_EXCERPTED TEXT_.
DR Design Guides

How to Validate and troubleshoot A Successful Failover WHEN Data is NOT Accessible on the Target Cluster

Home



Quick and Simple Debug Data Access Steps:

NOTE: follow the order below to find root cause.

  1. READ ME FIRST:  Have you rebooted the PC you are testing SMB share access. Do not proceed if you have not already done this!  Number issue when testing data access.
  2. Did you get this error message below? This means your PC is connected to the source cluster that is read only and locked by syncIQ.  Reboot PC test again.

  3. Check DNS and smartconnect by pinging the FQDN smartconnect name (NEVER USE SHORT NAME TO PING)  and verify the IP address returned is from the target cluster.
    1. If you get DNS failed to resolve error message continue with detailed nslookup steps below to check DNS resolution of smartconnect names. If IP is correct check next steps below.
  4. Mount share from client (DFS or non DFS) with password login popup Error
    1. Did you get this popup message to login with a user name and password?  This is mostly likely an Active Directory SPN  missing on the target cluster AD computer object.  Use ADSI Edit to verify the HOST\<FQDN smartconnect name>  is present on the SPN property of the target cluster.  See animiated GIF example of how to check.   

    2. Enter an administrator account to authenticate and test data access before fixing the SPN to verify this the only issue 
  5. Done.  If none of these steps resolve data access.  Then proceed into the detailed debugging steps below.

_WHAT THIS EXERCISE ASKS_.
1: Answer these questions about the failover troubleshooting guide:
(a) What name should be pinged to check DNS and smartconnect?
(b) What tool does the guide name for verifying the SPN on the target cluster?
(c) According to step 2, what does the error message mean?
2: Continue the failover troubleshooting guide, starting right after its final step.

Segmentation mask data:
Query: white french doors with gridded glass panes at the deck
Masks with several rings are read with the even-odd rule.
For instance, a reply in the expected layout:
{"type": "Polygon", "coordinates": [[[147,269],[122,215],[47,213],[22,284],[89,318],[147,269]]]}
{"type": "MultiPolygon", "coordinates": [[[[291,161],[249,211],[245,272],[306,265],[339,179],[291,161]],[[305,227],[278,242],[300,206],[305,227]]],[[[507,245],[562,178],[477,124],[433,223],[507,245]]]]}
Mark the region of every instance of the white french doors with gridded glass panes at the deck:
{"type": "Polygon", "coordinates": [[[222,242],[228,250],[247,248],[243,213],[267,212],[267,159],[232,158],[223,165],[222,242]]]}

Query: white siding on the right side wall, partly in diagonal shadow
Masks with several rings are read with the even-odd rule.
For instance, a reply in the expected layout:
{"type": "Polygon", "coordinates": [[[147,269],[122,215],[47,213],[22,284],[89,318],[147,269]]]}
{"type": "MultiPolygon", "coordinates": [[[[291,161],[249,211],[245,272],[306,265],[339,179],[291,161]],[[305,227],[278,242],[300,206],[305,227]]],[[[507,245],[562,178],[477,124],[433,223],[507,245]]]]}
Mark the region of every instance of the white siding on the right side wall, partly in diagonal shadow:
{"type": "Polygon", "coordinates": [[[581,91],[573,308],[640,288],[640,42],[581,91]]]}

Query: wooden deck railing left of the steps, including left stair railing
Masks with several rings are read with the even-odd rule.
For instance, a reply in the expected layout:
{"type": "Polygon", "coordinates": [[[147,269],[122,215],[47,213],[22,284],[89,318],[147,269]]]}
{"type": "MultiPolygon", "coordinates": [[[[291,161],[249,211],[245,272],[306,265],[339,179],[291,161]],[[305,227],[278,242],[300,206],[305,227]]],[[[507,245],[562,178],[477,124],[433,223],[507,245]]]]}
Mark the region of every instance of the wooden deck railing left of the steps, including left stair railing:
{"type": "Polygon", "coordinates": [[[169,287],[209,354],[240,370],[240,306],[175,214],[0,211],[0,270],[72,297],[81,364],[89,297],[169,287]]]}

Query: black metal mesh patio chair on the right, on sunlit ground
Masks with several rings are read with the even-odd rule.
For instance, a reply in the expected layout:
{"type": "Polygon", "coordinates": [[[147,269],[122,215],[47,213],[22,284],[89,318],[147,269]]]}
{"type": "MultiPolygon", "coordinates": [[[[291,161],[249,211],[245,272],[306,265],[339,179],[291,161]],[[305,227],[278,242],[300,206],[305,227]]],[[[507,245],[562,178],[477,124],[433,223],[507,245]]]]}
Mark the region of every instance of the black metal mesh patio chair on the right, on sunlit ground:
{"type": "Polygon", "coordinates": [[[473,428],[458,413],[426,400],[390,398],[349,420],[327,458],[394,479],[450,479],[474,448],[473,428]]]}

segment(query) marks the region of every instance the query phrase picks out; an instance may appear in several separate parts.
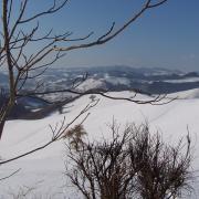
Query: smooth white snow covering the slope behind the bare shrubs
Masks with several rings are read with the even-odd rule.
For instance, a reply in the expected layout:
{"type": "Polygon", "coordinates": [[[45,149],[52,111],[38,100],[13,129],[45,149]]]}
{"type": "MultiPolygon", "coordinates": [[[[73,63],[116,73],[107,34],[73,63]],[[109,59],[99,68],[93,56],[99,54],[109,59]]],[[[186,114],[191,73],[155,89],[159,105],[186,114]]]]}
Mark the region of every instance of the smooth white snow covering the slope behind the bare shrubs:
{"type": "MultiPolygon", "coordinates": [[[[133,92],[111,93],[114,96],[134,96],[133,92]]],[[[163,106],[138,105],[125,101],[112,101],[100,97],[97,106],[90,112],[91,115],[84,123],[90,139],[109,137],[107,124],[113,122],[113,117],[119,124],[135,122],[150,125],[153,132],[159,130],[165,142],[175,144],[179,138],[187,135],[187,126],[191,134],[192,145],[195,146],[195,159],[192,169],[199,169],[199,90],[171,94],[170,97],[178,96],[182,100],[174,101],[163,106]]],[[[148,98],[138,95],[138,98],[148,98]]],[[[66,122],[71,122],[81,109],[91,101],[90,96],[84,96],[66,106],[66,114],[54,113],[40,121],[10,121],[6,125],[3,137],[0,145],[1,158],[13,157],[23,151],[30,150],[51,139],[49,124],[60,123],[64,115],[66,122]]],[[[77,121],[76,123],[78,123],[77,121]]],[[[18,193],[23,193],[29,188],[33,189],[24,198],[82,198],[70,181],[64,176],[65,147],[63,142],[57,142],[43,150],[21,158],[20,160],[0,167],[0,178],[10,175],[17,169],[21,170],[0,181],[0,199],[14,198],[18,193]]],[[[199,198],[195,181],[195,192],[192,199],[199,198]],[[198,196],[198,197],[197,197],[198,196]]],[[[21,197],[23,198],[23,197],[21,197]]],[[[189,197],[190,198],[190,197],[189,197]]]]}

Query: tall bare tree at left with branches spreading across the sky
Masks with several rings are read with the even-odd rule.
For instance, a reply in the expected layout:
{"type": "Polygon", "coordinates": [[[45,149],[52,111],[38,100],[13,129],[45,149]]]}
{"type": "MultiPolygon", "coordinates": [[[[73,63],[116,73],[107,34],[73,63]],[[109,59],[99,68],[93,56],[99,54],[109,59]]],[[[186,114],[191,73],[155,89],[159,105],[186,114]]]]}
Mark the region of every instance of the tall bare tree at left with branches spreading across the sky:
{"type": "MultiPolygon", "coordinates": [[[[94,32],[82,38],[72,38],[72,32],[69,31],[54,34],[53,29],[43,34],[40,33],[40,19],[59,12],[67,6],[69,0],[51,0],[52,6],[29,17],[27,17],[27,11],[30,6],[30,0],[1,0],[2,25],[0,27],[0,66],[4,67],[8,72],[9,93],[7,102],[3,103],[0,111],[0,138],[3,133],[4,123],[8,115],[11,113],[17,98],[27,95],[42,94],[41,92],[38,92],[41,83],[35,83],[35,88],[33,91],[24,93],[23,88],[27,81],[32,81],[36,76],[40,76],[50,65],[61,59],[65,52],[101,45],[111,41],[142,17],[144,12],[159,7],[166,1],[167,0],[145,0],[140,10],[127,20],[126,23],[119,28],[115,28],[114,22],[109,30],[103,35],[91,41],[92,36],[94,36],[94,32]],[[19,11],[15,9],[18,7],[20,7],[19,11]],[[27,29],[25,27],[28,25],[31,25],[32,28],[27,29]],[[83,43],[80,44],[80,42],[83,43]],[[40,49],[35,49],[35,52],[32,54],[27,53],[27,50],[35,43],[39,44],[40,49]]],[[[52,92],[65,91],[50,91],[49,93],[52,92]]],[[[72,90],[71,92],[75,91],[72,90]]],[[[83,95],[84,93],[78,94],[83,95]]],[[[104,93],[100,94],[114,98],[104,93]]],[[[155,103],[160,100],[161,97],[154,98],[149,102],[130,101],[135,103],[155,103]]]]}

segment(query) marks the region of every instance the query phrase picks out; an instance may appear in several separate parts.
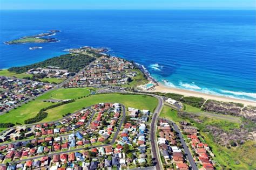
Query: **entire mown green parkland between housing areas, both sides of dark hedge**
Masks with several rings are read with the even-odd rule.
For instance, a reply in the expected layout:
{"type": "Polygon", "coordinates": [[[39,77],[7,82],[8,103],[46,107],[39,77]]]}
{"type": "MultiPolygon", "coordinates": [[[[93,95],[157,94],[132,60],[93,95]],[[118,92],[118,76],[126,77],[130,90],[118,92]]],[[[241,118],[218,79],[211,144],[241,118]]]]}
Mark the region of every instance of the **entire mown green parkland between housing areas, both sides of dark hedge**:
{"type": "MultiPolygon", "coordinates": [[[[25,119],[35,117],[38,111],[42,108],[46,108],[49,105],[55,104],[50,102],[43,102],[43,100],[51,99],[53,97],[57,97],[59,99],[66,98],[77,98],[79,96],[85,96],[89,93],[89,90],[84,88],[72,88],[72,89],[58,89],[49,91],[40,97],[38,97],[35,101],[31,101],[28,104],[23,104],[22,107],[18,107],[17,109],[11,110],[9,113],[0,116],[0,122],[5,123],[22,123],[24,124],[25,119]],[[79,95],[77,95],[79,94],[79,95]]],[[[124,104],[126,107],[133,107],[138,109],[148,109],[153,111],[158,104],[156,98],[151,96],[144,95],[123,95],[123,94],[100,94],[100,95],[91,95],[88,97],[77,99],[73,103],[61,105],[60,107],[49,109],[48,117],[43,119],[42,122],[54,121],[56,119],[62,118],[63,114],[68,112],[72,113],[77,110],[82,109],[83,107],[87,107],[93,104],[97,104],[100,102],[118,102],[124,104]]]]}

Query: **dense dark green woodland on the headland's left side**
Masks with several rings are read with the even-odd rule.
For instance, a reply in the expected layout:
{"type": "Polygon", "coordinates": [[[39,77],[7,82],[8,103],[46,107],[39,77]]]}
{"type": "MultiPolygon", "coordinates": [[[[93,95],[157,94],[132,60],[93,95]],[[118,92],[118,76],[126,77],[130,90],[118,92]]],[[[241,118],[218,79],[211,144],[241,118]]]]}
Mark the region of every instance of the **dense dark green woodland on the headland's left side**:
{"type": "Polygon", "coordinates": [[[31,65],[21,66],[21,67],[11,67],[8,69],[9,72],[15,72],[17,74],[25,73],[29,69],[38,67],[48,67],[55,66],[60,69],[68,69],[69,72],[78,72],[80,69],[89,65],[90,62],[94,61],[95,58],[84,55],[84,54],[64,54],[56,56],[51,59],[47,59],[41,62],[33,63],[31,65]]]}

_EXPECTED RESPONSES_.
1:
(a) The FQDN smartconnect name, never the short name.
(b) ADSI Edit.
(c) The PC is connected to the source cluster, which is read only and locked by syncIQ.

2:
Detailed Steps to Debug SmartConnect and DNS Resolution failures:


Test DNS response on the clusters:  This test verifies that SmartConnect names were failed over successfully and also can verify if dual delegation in your DNS environment is setup correctly.  This test also eliminates an issues with your internal DNS and verifies Isilon SmartConnect zones failed over successfully.

  1. If you get failed Ping or name does not resolve name to correct IP address of the TARGET cluster.  Continue with steps below to debug DNS.
    1. From any Windows client machine type “nslookup<press enter key>
    2. Source Cluster DNS Test:
      1. Then type "server x.x.x.x" <enter key>.  where x.x.x.x is the Subnet service ip of the source cluster
      2. type "FQDN of SmartConnect Zone used in failover"  <press enter key> .  Hint: Refer to the failover log from DR Assistant for the full list of SmartConnect names that were failed over.
      3. The expected response is a failed resolution since failover disables the SOURCE cluster DNS response. It is important clients do not recieve an IP from the source cluster.
      4. Example of a failed nslookup on the cluster you failed away from “** server can't find userdata.ad1.test: REFUSED”
      5. NOTE: if lookup does NOT return REFUSED response, then SmartConnect name did not failover correctly AND consult recovery guide Networking section. To fix SmartConnect names.
  2. Target Cluster DNS Test:
    1. Test TARGET cluster SSIP (subnet service IP ) with  DNS
    2. type "server y.y.y.y" <enter key>. where y.y.y.y is the subnet service ip of the target cluster
    3. type "FQDN of SmartConnect Zone used in failover" Refer to the failover log for list of SmartConnect names that were failed over
    4. Expected response SUCCESSFUL NAME RESOLUTION RETURNING IP OF THE TARGET CLUSTER. This means SmartConnect was failed over correctly to the target cluster.  
    5. If DNS test fails this step OR  IP fails to resolve OR is the wrong IP address.   consult recovery guide Networking section. To fix SmartConnect names.
    6. Double check dual delegation is configured correctly.
      1. On a Windows PC type nslookup at the command prompt
      2. type "set type=ns" <enter key>
      3. type "FQDN of smartconnect name"
      4. You should recieve two name server IP in the response and each should be the SSIP on source and target cluster. If you do not recieve 2 name server records in the response. Dual DNS delegation is not configured correctly.  Escalate to your DNS administrator.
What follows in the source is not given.